— START —

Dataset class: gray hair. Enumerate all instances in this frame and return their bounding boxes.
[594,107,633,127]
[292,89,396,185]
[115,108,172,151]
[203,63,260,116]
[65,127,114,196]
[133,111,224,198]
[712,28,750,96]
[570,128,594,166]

— END —

• EXERCISE PROMPT
Reproduce the data above line for line, without changing anything.

• SOLUTION FOR THIS TASK
Dataset class: gray hair. Enumerate all instances in this frame and return their bounding boxes.
[594,107,633,127]
[292,89,396,185]
[115,108,172,151]
[203,63,260,116]
[65,127,114,196]
[133,111,224,198]
[712,28,750,96]
[570,128,594,166]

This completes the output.